▶ Text segment:
Segment Open
At one point during futures trading today, U.S. crude prices dropped more than 100 percent — into negative numbers.

The drop for West Texas Intermediate crude for contracts with May delivery ended at a minus $37.63. This means the traders had to pay someone to take the oil from them.

Tuesday is the last day for traders to buy May contracts. Prices are predicted to bounce back modestly by Wednesday. The June futures’ contracts are a bit above above $20, so the dire drop today isn’t expected to stick around.

But prices won’t rebound to profitability for many companies, oil analysts say. Not for some time, at least.

Alaska North Slope crude prices are announced on a four-day delay, so they look artificially higher than they actually are. Analysts expect them to drop in a day or two, and then bounce back into the $20s.

Still, for the major oil companies, profits aren’t taken until expenses are covered, and the cost of producing and shipping a barrel of oil in Alaska is about $40. They are not making money in Alaska and haven’t for some time.
Segment Closed
▶ Work request A:
Answer these from the crude price report:
(i) At what price did West Texas Intermediate crude for May delivery end?
(ii) Which day is the last day for traders to buy May contracts?
(iii) What is the approximate cost of producing and shipping a barrel of oil in Alaska?
▶ Work request B:
Transcribe the crude price report from "Alaska North Slope" to "into the $20s." without changing a word.

▶ Provided information:
Segment Open
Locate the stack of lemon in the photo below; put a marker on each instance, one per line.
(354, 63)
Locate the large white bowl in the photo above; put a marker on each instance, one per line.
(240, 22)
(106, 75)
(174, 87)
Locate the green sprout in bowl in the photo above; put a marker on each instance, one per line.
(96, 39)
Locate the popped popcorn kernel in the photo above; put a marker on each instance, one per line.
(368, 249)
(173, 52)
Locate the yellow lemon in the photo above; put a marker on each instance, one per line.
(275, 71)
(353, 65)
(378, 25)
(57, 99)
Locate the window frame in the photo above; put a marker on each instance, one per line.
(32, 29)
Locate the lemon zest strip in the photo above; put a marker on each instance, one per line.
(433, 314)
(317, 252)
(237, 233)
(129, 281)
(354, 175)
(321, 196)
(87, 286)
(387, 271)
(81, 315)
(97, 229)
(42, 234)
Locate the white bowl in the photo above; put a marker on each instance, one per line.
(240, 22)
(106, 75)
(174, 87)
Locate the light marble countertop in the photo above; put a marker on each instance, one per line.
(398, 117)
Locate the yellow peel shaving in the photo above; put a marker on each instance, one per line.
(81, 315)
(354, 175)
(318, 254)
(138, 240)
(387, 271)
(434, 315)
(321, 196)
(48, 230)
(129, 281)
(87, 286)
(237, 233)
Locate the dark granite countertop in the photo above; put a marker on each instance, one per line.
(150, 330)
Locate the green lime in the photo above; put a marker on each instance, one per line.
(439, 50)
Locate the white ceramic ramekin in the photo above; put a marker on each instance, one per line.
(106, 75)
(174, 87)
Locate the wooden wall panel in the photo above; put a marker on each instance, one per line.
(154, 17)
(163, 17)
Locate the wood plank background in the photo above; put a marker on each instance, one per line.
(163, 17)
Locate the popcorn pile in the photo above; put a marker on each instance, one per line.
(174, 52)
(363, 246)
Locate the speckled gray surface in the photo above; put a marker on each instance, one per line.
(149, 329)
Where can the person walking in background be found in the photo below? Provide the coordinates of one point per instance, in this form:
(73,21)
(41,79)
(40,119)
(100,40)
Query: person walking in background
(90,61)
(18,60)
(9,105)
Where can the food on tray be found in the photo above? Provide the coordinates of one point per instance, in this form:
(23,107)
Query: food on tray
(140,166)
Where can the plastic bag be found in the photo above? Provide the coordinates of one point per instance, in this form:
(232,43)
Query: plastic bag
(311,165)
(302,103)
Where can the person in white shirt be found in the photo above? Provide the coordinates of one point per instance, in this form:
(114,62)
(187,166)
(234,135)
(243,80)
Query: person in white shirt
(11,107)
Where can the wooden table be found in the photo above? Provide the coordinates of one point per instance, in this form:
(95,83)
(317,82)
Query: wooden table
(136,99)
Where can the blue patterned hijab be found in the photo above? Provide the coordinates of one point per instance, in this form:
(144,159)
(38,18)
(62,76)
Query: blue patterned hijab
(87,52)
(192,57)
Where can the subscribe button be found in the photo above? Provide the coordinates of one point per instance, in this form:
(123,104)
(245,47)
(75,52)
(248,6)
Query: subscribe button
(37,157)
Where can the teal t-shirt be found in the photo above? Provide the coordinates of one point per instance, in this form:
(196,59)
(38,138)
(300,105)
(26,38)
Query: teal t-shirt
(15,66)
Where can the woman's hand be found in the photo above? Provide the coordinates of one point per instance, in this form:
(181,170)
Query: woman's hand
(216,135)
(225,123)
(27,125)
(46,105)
Segment Closed
▶ Answer area A:
(i) Minus $37.63.
(ii) Tuesday.
(iii) About $40.

▶ Answer area B:
Alaska North Slope crude prices are announced on a four-day delay, so they look artificially higher than they actually are. Analysts expect them to drop in a day or two, and then bounce back into the $20s.